== Document excerpt
KBACH's First Take
Alessandro Scarlatti wrote hundreds of cantatas for the soprano voice in the Baroque era. A small percentage use a string ensemble; some of those are featured on a new album by Francesca Aspromonte titled "Vieni, o Notte" (Come, oh Night) with the ensemble Arsenale Sonoro directed by Boris Begelman. KBACH's Michael Keelan talked with Aspromonte on First Take.
Violinist Clarissa Bevilacqua takes Mozart as a starting point on her new album, "Mozartiana." It features composers inspired by him, often incorporating fragments of his music into their own. Some are historical like F.X. Mozart (Wolfgang's son), Beethoven, and Hindemith, but there are also pieces newly written for the album. KBACH's Michael Keelan talked with Bevilacqua.
Edward Elgar felt his dramatic depiction of a man on his deathbed followed by the soul in the afterlife was his greatest music up to that point. It was controversial for being explicitly Catholic in England which still looked with suspicion on the religion in 1900. A new recording features the Huddersfield Choral Society which first recorded the complete piece in 1945 and whose story has parallels with the recent film "The Choral," in which a fictional amateur choir produces Elgar's masterpiece during WWI. KBACH's Michael Keelan talked with the conductor of the album, Martyn Brabbins.
Harpsichordist Gabriel Smallwood has recorded pieces by the young J.S. Bach alongside less famous composers found in manuscripts that Bach would have known while growing up. The album "Juvenilia" gives a seldom-seen picture of how Bach developed his own musical voice. Michael Keelan talked with Smallwood on First Take.
For more details, visit https://outhere-music.com/en/albums/juvenilia
Eugène Ysaÿe was one of the most prominent violinists in Europe during the Impressionist era of the late 19th to early 20th century. His original music is in that style but also uses the demanding techniques of virtuoso showpieces.
A new album from violinist and Royal College of Music professor Natalia Lomeiko features the accompanied works of Ysaÿe, just as dramatic and impressive as his familiar solo sonatas. Michael Keelan talked with her on First Take.
The Chicago-based ATLYS Quartet recently released a recording of the Sonnenberg Suite by Ari Fisher, music inspired by the Sonnenberg Gardens in upstate New York. Greg Kostraba chatted with two of the quartet's members, violinist Jinty McTavish and cellist Genevieve Tabby, about the release, the genesis of the ensemble, and their innovative process of remote recording.
Pianist Nathalia Milstein looks at the relationship between two of the most popular Romantic era composers, Tchaikovsky and Schumann, on her new solo recording. She plays Schumann's daunting Fantasie, Op.17 and Tchaikovsky's eclectic Six Pieces, Op.19, alongside her own transcription of a Schumann chorus.
Michael Keelan talked with her about the album, Alla Schumann.
====
== Information provided
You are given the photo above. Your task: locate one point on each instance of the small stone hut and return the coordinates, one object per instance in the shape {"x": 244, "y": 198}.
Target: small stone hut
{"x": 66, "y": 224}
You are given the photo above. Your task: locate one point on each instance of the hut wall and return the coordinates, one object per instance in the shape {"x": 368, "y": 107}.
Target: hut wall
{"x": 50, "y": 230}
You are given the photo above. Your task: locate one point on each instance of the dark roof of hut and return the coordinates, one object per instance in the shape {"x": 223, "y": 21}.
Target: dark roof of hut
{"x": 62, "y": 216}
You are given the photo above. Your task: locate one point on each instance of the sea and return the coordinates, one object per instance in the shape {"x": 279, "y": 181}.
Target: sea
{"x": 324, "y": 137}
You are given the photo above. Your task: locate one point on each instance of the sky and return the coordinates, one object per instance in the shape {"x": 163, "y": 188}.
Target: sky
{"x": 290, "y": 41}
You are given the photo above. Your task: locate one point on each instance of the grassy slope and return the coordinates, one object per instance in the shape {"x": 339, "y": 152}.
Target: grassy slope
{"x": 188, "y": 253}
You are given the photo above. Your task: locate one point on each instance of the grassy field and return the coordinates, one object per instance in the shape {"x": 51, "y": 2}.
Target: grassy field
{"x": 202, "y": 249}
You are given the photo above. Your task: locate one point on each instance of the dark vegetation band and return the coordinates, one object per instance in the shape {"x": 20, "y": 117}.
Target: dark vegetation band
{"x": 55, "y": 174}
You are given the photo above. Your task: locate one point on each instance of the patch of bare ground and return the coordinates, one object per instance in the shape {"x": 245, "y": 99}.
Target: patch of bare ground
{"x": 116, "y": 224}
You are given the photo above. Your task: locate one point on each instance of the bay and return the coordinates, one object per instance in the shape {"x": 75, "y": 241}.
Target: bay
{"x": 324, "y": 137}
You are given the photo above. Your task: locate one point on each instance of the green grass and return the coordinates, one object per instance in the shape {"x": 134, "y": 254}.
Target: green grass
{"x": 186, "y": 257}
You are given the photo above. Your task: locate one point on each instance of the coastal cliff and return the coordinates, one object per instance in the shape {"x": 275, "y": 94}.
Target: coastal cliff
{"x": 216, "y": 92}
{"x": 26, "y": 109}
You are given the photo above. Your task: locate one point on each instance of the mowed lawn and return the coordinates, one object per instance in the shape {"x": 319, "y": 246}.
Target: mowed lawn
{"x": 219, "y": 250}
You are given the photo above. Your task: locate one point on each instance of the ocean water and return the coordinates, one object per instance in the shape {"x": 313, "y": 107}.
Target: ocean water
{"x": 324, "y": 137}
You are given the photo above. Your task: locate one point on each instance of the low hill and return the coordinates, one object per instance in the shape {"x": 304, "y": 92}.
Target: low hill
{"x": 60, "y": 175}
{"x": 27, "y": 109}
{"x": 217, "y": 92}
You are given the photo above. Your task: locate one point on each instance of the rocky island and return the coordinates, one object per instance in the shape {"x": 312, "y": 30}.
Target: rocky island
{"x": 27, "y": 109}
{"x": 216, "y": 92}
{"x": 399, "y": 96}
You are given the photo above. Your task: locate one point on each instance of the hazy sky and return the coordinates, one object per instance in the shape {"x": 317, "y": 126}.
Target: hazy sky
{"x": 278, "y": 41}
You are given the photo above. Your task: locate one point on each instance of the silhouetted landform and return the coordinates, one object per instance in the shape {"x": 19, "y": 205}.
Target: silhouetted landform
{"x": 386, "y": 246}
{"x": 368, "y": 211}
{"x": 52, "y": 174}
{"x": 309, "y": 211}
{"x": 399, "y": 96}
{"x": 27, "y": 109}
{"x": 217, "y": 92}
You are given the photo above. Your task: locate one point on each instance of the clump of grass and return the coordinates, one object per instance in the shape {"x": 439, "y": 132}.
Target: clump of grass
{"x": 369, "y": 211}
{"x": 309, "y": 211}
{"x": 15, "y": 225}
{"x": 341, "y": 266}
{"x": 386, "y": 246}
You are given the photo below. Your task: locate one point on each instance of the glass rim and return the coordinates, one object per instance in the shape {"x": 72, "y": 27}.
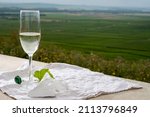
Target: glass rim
{"x": 29, "y": 11}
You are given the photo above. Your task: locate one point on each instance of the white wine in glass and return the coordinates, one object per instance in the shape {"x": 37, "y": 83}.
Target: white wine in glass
{"x": 30, "y": 33}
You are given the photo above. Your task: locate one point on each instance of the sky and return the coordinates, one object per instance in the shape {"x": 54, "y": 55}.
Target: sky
{"x": 121, "y": 3}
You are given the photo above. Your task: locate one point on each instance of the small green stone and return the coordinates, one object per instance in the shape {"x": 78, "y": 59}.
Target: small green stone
{"x": 18, "y": 80}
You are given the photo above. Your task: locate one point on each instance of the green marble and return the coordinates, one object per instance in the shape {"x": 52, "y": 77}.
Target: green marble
{"x": 18, "y": 80}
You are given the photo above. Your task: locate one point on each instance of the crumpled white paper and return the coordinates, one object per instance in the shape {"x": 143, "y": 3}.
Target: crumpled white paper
{"x": 71, "y": 82}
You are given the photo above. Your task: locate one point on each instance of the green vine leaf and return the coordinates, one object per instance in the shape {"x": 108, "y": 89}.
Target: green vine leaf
{"x": 39, "y": 74}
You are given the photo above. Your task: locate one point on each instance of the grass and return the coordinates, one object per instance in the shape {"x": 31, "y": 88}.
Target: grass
{"x": 115, "y": 44}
====
In the KBACH First Take text, which ensemble recorded Ari Fisher's Sonnenberg Suite?

_Written solution_. The Chicago-based ATLYS Quartet.